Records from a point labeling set
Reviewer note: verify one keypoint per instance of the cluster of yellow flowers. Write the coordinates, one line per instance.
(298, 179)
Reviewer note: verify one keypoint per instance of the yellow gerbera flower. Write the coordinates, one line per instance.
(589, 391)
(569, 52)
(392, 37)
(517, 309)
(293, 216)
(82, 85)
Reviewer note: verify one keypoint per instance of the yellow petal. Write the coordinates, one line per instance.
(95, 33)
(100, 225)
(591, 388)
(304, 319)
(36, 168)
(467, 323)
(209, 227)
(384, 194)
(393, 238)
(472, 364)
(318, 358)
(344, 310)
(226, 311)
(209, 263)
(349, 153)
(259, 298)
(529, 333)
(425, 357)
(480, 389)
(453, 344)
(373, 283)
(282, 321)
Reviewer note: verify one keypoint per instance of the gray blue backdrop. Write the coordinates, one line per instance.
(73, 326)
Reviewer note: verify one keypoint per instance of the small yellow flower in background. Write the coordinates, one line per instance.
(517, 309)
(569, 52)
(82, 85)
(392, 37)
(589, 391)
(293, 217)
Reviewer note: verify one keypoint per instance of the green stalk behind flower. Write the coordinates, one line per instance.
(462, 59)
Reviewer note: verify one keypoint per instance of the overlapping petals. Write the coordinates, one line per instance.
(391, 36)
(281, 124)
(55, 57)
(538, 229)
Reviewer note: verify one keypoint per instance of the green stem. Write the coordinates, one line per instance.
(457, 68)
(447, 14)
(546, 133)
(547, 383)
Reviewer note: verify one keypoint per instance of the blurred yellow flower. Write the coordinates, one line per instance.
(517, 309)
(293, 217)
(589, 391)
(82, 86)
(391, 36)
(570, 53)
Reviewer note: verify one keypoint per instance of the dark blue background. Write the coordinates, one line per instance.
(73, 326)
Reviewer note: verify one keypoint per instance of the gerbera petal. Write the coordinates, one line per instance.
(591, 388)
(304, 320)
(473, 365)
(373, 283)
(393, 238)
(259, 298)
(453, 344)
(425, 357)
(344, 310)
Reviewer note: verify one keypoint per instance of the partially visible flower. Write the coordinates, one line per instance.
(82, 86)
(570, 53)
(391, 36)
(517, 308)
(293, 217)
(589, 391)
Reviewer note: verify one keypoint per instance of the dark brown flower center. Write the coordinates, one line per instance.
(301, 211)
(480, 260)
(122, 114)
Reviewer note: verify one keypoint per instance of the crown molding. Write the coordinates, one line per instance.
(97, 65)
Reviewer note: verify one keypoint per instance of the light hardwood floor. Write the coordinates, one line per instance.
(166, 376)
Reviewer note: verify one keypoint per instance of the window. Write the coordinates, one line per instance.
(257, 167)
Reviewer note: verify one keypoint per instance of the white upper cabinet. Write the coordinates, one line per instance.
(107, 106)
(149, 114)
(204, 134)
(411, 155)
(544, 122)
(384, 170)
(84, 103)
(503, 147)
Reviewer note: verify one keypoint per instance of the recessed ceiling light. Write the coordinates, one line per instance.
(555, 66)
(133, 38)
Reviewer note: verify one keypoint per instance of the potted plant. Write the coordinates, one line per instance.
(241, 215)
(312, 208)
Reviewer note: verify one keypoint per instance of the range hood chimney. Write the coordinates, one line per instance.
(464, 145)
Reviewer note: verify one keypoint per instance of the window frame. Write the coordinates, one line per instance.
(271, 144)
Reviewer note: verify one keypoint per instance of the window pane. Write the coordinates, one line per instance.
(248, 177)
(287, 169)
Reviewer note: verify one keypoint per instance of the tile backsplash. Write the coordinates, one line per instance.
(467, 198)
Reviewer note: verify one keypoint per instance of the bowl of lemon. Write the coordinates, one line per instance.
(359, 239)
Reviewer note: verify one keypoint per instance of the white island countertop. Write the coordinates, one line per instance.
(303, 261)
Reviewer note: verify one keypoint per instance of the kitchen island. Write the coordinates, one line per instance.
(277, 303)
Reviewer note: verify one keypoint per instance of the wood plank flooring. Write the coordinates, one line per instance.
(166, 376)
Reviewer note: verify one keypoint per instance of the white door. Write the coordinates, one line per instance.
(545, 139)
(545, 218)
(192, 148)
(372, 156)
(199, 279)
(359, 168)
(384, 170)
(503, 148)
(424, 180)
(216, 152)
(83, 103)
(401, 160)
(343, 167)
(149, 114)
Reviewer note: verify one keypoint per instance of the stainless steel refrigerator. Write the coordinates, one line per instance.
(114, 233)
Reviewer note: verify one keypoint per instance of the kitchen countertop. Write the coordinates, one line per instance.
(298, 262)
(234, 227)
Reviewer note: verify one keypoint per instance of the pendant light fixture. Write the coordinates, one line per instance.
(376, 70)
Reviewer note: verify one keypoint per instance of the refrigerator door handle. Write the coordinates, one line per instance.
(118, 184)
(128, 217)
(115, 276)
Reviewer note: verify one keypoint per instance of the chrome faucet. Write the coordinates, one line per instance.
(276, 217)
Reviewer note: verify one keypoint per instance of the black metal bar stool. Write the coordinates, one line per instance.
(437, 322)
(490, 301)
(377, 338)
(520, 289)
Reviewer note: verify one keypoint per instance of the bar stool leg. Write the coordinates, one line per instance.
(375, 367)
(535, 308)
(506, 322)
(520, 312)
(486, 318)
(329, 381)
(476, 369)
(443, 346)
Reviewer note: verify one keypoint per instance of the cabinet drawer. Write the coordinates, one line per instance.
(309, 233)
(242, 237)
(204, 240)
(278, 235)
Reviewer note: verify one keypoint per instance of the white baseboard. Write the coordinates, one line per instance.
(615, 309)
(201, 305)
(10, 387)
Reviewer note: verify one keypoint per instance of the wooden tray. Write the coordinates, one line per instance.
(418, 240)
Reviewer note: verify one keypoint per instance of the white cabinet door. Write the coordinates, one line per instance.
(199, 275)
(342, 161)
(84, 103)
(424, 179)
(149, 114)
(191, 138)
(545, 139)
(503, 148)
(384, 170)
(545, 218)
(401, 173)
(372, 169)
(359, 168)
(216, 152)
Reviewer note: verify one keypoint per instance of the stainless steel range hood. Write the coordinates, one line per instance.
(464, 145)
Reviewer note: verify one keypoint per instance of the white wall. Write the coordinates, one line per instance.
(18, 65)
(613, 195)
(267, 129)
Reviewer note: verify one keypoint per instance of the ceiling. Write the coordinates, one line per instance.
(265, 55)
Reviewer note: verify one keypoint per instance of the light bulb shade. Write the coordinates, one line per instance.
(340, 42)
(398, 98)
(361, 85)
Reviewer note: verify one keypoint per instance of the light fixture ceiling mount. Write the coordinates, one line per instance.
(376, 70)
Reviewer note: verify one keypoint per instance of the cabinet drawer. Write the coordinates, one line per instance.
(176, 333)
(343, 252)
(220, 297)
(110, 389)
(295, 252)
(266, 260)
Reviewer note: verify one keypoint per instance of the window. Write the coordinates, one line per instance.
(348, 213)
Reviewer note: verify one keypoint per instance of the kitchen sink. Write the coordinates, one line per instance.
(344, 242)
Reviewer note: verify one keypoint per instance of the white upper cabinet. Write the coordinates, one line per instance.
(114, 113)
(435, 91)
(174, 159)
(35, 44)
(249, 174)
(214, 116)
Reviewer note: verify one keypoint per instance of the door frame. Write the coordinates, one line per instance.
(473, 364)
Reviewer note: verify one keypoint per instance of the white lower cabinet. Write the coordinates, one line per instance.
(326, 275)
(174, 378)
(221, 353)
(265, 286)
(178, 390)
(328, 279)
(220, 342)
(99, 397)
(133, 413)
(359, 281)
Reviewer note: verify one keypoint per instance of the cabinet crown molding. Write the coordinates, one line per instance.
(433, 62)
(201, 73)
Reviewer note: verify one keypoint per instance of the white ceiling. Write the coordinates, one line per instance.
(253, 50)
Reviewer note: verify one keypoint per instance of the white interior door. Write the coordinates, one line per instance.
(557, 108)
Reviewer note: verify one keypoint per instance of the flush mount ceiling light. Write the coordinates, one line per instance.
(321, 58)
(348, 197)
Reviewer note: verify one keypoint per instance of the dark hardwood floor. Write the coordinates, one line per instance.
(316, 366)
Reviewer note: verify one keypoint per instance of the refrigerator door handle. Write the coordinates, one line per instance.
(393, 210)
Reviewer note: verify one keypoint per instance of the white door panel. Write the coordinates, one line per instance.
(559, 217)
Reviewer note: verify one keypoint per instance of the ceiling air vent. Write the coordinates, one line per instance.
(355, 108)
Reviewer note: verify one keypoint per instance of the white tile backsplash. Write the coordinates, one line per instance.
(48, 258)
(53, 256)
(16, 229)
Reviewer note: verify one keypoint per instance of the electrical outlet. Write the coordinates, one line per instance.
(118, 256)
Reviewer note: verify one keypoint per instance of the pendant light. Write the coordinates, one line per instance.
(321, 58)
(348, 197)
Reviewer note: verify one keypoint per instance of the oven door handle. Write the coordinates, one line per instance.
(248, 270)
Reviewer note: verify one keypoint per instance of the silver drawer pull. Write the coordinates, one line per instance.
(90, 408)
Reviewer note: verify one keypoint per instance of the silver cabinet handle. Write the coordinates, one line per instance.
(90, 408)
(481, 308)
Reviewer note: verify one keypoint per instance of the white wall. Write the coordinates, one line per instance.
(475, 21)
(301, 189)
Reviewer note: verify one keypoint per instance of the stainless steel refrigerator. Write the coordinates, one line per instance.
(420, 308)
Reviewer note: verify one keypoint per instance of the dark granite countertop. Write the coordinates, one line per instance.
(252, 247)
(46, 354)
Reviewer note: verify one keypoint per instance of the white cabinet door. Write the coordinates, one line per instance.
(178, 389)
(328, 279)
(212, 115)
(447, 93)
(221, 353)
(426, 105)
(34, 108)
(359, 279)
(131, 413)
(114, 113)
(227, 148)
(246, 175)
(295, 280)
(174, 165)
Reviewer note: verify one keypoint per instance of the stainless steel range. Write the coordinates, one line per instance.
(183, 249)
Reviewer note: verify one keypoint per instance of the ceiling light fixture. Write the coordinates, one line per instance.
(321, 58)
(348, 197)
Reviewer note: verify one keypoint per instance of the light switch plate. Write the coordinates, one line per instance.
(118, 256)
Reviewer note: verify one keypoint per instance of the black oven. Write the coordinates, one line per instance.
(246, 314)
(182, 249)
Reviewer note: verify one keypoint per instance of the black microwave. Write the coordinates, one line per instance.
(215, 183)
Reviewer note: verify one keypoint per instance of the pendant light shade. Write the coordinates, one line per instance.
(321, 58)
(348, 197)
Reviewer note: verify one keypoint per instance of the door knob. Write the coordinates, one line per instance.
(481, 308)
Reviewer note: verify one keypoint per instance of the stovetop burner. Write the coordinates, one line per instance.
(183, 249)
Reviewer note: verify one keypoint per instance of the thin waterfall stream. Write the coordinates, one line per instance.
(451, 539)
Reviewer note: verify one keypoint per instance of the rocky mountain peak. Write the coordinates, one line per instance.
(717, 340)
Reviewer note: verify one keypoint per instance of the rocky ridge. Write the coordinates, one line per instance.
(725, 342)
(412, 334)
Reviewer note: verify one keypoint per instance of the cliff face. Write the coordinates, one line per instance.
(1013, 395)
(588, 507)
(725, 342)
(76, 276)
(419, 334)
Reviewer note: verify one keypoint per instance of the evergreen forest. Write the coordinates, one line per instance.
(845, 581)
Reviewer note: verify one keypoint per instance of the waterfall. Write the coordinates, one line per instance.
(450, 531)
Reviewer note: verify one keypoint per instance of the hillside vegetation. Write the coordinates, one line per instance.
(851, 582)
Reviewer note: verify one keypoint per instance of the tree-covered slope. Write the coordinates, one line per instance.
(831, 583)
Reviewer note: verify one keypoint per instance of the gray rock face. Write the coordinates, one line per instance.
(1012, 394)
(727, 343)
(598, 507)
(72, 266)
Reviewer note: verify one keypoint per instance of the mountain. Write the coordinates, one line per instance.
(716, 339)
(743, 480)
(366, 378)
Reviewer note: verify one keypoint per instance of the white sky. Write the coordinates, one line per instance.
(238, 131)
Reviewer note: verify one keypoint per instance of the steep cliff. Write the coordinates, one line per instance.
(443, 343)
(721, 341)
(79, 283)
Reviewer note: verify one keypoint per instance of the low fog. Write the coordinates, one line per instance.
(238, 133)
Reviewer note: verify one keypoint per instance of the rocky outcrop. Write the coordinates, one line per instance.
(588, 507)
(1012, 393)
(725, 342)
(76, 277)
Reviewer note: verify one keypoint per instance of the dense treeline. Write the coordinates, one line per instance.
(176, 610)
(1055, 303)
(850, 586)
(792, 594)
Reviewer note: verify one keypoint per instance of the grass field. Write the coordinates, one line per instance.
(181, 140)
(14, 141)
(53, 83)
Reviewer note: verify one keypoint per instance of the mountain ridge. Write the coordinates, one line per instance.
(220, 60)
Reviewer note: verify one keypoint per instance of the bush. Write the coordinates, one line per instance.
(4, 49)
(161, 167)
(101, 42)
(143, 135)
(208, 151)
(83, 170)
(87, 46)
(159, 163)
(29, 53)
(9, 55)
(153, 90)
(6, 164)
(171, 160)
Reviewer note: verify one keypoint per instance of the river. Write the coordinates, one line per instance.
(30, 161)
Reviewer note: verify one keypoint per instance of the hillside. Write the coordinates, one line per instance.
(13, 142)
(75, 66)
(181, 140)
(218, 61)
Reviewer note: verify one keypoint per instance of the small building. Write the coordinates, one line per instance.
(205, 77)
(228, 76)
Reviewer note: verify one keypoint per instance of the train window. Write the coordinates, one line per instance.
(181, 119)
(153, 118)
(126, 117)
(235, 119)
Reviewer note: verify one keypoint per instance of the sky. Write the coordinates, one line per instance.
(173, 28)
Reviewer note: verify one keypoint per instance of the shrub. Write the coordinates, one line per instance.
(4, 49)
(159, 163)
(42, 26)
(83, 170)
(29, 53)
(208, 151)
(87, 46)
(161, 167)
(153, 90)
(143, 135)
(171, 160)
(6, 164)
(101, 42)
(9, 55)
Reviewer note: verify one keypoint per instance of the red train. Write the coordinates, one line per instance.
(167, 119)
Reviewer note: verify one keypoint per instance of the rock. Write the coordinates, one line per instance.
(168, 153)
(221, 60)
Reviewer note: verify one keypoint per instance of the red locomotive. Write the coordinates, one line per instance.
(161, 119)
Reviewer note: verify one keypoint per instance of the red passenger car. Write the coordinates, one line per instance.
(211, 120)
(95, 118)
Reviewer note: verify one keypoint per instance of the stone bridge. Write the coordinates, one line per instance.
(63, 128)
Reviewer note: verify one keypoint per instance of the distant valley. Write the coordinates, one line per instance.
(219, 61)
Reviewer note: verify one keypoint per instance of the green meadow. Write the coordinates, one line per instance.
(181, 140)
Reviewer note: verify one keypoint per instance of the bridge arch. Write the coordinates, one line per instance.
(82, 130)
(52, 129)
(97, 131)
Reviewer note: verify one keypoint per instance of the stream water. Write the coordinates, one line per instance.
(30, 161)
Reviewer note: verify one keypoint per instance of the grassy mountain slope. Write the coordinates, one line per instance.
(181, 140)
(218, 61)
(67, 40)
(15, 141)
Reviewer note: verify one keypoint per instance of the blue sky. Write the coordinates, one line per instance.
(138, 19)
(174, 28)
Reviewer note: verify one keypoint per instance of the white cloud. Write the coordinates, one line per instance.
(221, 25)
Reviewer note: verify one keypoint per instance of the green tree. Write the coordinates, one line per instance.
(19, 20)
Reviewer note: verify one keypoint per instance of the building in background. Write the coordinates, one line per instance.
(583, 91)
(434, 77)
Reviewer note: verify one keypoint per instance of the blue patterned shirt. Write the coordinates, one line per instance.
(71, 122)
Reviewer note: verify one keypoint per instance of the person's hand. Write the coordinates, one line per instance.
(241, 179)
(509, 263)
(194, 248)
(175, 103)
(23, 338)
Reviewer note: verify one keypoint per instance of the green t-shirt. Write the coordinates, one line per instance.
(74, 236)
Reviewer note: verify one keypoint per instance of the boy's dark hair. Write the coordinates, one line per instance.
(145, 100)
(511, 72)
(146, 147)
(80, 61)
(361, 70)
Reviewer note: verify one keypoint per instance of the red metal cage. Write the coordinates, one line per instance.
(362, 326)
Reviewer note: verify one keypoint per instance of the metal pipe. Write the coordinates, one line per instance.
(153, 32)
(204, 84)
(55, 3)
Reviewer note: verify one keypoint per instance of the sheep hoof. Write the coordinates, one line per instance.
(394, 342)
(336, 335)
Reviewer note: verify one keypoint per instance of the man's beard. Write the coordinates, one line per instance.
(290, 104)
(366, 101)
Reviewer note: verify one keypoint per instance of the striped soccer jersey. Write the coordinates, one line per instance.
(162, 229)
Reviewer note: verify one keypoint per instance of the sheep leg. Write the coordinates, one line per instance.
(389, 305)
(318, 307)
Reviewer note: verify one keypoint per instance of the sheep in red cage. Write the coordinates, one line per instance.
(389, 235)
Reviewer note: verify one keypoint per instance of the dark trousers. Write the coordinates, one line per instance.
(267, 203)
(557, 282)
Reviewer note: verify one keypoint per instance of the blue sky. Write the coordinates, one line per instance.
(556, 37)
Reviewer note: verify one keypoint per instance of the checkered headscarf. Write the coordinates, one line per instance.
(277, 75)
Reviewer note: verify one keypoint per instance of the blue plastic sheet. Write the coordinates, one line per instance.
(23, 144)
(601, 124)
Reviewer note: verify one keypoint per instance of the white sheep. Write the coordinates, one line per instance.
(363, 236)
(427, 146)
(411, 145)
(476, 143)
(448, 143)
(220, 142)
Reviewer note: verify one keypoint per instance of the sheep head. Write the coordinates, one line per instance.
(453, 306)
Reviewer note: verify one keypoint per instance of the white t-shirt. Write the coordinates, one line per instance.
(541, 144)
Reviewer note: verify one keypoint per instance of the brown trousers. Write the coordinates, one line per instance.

* **TASK TO CARRY OUT**:
Print exactly the lines from the one with "sheet. Write the coordinates, one line per instance." through the end of the data, inclusive.

* **SOLVED EXERCISE**:
Reviewer note: verify one keypoint per instance of the blue plastic sheet. Write the coordinates, one line per instance.
(23, 144)
(601, 124)
Reviewer note: verify one keypoint per instance of the white sheep. Write the coordinates, one line per instance.
(363, 236)
(427, 146)
(411, 145)
(476, 143)
(448, 143)
(220, 142)
Reviewer note: verify one keypoint per instance of the sheep head. Write the coordinates, one line per instance.
(453, 306)
Reviewer note: verify one keypoint per instance of the white t-shirt. Write the coordinates, one line per instance.
(541, 144)
Reviewer note: verify one keypoint per instance of the brown trousers. Write the coordinates, one line per instance.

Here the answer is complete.